# [Raw data]

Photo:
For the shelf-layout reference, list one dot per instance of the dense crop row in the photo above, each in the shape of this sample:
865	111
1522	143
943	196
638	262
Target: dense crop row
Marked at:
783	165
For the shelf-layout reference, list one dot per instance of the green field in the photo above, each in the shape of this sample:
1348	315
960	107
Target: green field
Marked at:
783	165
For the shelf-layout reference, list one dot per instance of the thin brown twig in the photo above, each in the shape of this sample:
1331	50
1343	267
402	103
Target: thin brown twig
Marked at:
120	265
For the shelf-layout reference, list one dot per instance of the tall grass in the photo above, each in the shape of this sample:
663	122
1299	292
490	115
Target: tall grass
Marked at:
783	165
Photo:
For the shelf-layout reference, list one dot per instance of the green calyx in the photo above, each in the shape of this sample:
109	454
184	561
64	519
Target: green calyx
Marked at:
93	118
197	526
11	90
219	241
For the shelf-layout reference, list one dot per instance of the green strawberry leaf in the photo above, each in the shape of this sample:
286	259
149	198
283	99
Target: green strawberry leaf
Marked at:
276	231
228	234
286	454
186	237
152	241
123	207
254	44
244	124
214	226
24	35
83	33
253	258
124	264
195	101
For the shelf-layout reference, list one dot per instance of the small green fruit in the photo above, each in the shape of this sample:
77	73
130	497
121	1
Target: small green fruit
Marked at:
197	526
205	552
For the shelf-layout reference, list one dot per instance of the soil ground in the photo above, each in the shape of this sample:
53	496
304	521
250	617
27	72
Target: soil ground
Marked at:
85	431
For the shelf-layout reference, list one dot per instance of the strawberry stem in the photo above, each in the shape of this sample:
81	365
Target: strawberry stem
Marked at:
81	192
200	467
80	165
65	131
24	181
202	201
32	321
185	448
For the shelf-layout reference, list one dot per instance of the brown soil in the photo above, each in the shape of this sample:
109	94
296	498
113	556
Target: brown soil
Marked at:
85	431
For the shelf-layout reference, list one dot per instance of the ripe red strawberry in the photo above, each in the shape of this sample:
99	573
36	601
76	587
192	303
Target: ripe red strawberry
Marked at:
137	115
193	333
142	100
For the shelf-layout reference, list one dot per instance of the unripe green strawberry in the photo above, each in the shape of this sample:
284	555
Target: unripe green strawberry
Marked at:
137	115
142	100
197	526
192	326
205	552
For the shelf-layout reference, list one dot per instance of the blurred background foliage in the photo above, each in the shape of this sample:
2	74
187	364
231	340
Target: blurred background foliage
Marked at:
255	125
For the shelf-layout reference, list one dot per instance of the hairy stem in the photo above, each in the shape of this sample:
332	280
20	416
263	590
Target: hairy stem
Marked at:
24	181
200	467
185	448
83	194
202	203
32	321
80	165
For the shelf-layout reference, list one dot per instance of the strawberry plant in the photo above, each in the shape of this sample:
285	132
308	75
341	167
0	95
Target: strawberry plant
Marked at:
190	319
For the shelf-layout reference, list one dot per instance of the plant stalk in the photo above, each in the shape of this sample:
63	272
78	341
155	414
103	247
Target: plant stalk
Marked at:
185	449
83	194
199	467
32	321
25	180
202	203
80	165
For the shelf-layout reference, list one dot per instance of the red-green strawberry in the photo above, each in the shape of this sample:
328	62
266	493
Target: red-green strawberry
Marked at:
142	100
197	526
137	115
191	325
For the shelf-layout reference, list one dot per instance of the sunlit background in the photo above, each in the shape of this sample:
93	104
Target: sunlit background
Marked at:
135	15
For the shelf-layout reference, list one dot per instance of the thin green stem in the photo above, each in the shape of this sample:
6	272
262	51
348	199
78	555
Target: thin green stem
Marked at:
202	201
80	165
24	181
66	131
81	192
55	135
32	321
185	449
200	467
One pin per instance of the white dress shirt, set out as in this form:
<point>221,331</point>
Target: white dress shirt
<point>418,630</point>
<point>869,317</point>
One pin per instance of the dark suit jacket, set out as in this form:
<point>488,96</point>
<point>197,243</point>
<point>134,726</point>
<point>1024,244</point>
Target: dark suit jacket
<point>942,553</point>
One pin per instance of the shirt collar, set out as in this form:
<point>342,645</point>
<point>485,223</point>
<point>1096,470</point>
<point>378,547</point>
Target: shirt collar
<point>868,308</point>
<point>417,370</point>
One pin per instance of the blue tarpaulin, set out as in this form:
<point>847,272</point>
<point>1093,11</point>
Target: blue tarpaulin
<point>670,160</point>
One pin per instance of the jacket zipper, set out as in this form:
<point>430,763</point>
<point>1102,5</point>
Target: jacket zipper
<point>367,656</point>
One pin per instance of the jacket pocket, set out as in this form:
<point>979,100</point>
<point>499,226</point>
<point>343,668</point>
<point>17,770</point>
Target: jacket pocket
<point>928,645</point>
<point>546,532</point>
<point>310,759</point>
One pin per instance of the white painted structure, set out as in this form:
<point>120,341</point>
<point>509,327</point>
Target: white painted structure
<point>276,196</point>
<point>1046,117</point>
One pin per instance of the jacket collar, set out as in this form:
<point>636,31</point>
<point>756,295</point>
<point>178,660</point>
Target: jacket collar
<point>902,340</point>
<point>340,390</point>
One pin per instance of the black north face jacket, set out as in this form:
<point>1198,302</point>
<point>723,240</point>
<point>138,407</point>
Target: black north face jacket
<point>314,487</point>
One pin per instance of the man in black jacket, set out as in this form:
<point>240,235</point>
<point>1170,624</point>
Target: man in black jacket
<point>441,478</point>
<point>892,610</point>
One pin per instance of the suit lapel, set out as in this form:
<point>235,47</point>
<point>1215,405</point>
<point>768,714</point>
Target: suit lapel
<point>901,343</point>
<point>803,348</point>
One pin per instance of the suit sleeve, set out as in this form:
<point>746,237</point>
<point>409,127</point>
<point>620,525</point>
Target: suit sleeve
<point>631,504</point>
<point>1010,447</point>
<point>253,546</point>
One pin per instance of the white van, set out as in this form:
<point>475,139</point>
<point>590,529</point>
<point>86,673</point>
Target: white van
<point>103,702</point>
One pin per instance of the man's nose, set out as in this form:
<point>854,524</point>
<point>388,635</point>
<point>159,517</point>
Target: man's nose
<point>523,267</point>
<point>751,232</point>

# [What to work on]
Repeat the data word for word. Leave nothing out.

# [Completed exercise]
Photo:
For the shelf-layout reference, list one dot per instance of the dense crop row in the photo above, each in the shape of this sample:
865	111
1522	143
943	196
638	262
Target: dense crop row
Marked at:
783	165
For the shelf-layout reference, list one dot per instance of the green field in the photo above, each in the shape of this sample:
1348	315
960	107
Target: green field
Marked at:
783	165
For the shelf-layout reference, list one dot per instance of the thin brown twig in the photo above, each in the shape of this sample:
1331	50
1343	267
402	103
Target: thin brown twig
Marked at:
120	265
For the shelf-layout reference, list one dot per instance of the tall grass in the photo above, each in the shape of this sample:
663	122
1299	292
490	115
Target: tall grass
Marked at:
783	165
Photo:
For the shelf-layout reference, list one dot per instance of the green calyx in the photo above, each in the shape of this sample:
109	454
184	561
64	519
Target: green calyx
Marked at:
93	118
197	526
11	90
219	241
For the shelf-layout reference, list one dot per instance of the green strawberry leaf in the photo above, each in the shape of this sample:
286	259
149	198
283	99
Target: green strawberry leaf
Marked at:
276	231
228	234
286	454
186	237
152	241
123	207
254	44
244	124
214	226
24	35
83	33
253	258
124	264
195	101
For the shelf-layout reference, list one dot per instance of the small green fruit in the photo above, each in the shape of this sample:
77	73
130	497
121	1
Target: small green fruit
Marked at:
197	526
205	552
For the shelf-layout reference, list one dot per instance of the soil ground in the photo above, each in the shape of this sample:
53	496
304	521
250	617
27	72
Target: soil ground
Marked at:
85	431
For the shelf-layout reference, list one dot per instance of the strawberry stem in the photo above, each in the shape of this sample:
81	365
Target: strawberry stem
Marked at:
81	192
200	467
80	165
65	131
24	181
202	201
32	321
185	448
For the shelf-layout reference, list one dot per instance of the brown soil in the photo above, each in the shape of this sample:
109	94
296	498
113	556
Target: brown soil
Marked at:
85	431
For the shelf-layout reference, list one dot per instance of the ripe red strawberry in the photo above, each in the shape of this sample:
99	573
36	601
76	587
192	303
Target: ripe red strawberry
Marked at:
137	115
193	333
142	100
For the shelf-layout reference, list one dot per instance of the unripe green strawberry in the photo above, each in the shape of this sample:
284	555
Target: unripe green strawberry
Marked at:
137	115
142	100
197	526
192	326
205	552
For the shelf-layout reference, list one dot per instance of the blurred background foliage in the photo above, each in the shape of this sample:
2	74
187	364
231	340
Target: blurred background foliage
Marked at:
255	125
For the shelf-layout reference, list one dot per instance of the hairy stem in the photo above, each in the shape of this sample:
332	280
20	416
263	590
Target: hairy stem
Marked at:
24	181
200	467
185	448
83	194
202	203
32	321
80	165
For the shelf-layout reference, list one dot per instance of the strawberry plant in the photo above, each in the shape of this sample:
285	132
308	75
341	167
0	95
Target: strawberry plant
Marked at:
190	319
For the shelf-layout reference, list one dot per instance of the plant stalk in the photo above, each in the shape of this sample:
63	272
78	341
155	414
103	247
Target: plant stalk
Marked at:
185	449
83	194
199	467
32	321
25	180
202	203
80	165
For the shelf-layout reference, list one dot per instance of the red-green strawberry in the photo above, each in the shape of this sample:
328	62
266	493
Target: red-green strawberry
Marked at:
142	100
197	526
137	115
191	325
For the shelf-layout reference, list one dot per instance of the sunlit background in the photo above, each in the shape of this sample:
93	104
Target: sunlit background
Marked at:
135	15
For the shelf-layout reference, list one dot per instance of the thin green stem in the photo above, each in the shape of this sample:
6	272
262	51
348	199
78	555
Target: thin green stem
Marked at:
202	201
80	165
24	181
66	131
81	192
55	135
32	321
185	449
200	467
One pin per instance of the white dress shirt, set out as in this form:
<point>221,331</point>
Target: white dress shirt
<point>418,630</point>
<point>869,317</point>
One pin per instance of the dark suit jacket, set out as in this form:
<point>488,96</point>
<point>197,243</point>
<point>134,726</point>
<point>1024,244</point>
Target: dark suit jacket
<point>942,553</point>
One pin per instance of the shirt collar, set out as in this form:
<point>342,645</point>
<point>485,223</point>
<point>1096,470</point>
<point>378,547</point>
Target: shirt collar
<point>868,308</point>
<point>417,370</point>
One pin per instance of the blue tarpaulin, set out as in this form:
<point>847,272</point>
<point>1093,11</point>
Target: blue tarpaulin
<point>670,160</point>
One pin per instance of the jacket zipper, set out as in this form:
<point>430,763</point>
<point>1102,5</point>
Target: jacket zipper
<point>367,656</point>
One pin per instance of the jacket pocket, set out as in this form:
<point>979,100</point>
<point>499,226</point>
<point>343,668</point>
<point>17,770</point>
Target: jacket pocket
<point>928,645</point>
<point>546,532</point>
<point>310,759</point>
One pin per instance of the white painted structure, set out as in this form:
<point>120,341</point>
<point>509,327</point>
Target: white painted structure
<point>276,196</point>
<point>1046,117</point>
One pin per instance of the jacket collar, set out as in this form:
<point>636,31</point>
<point>756,295</point>
<point>178,660</point>
Target: jacket collar
<point>902,340</point>
<point>340,390</point>
One pin per instance of the black north face jacket, set out as in this form:
<point>1198,302</point>
<point>723,240</point>
<point>138,407</point>
Target: black north face jacket
<point>314,487</point>
One pin per instance of the man in black jacket, set out as in this form:
<point>240,235</point>
<point>1170,624</point>
Target: man in black jacket
<point>441,478</point>
<point>892,610</point>
One pin per instance of the suit lapel, set out as in this form:
<point>235,47</point>
<point>1215,405</point>
<point>768,714</point>
Target: suit lapel
<point>901,343</point>
<point>803,348</point>
One pin per instance of the suit sleeve, set out as in this form:
<point>746,237</point>
<point>409,127</point>
<point>620,525</point>
Target: suit sleeve
<point>631,504</point>
<point>1010,447</point>
<point>253,546</point>
One pin per instance of the white van, set out as in this form:
<point>475,139</point>
<point>590,529</point>
<point>86,673</point>
Target: white van
<point>103,702</point>
One pin per instance of the man's nose, set out as in this form:
<point>854,524</point>
<point>388,635</point>
<point>159,517</point>
Target: man's nose
<point>523,267</point>
<point>751,232</point>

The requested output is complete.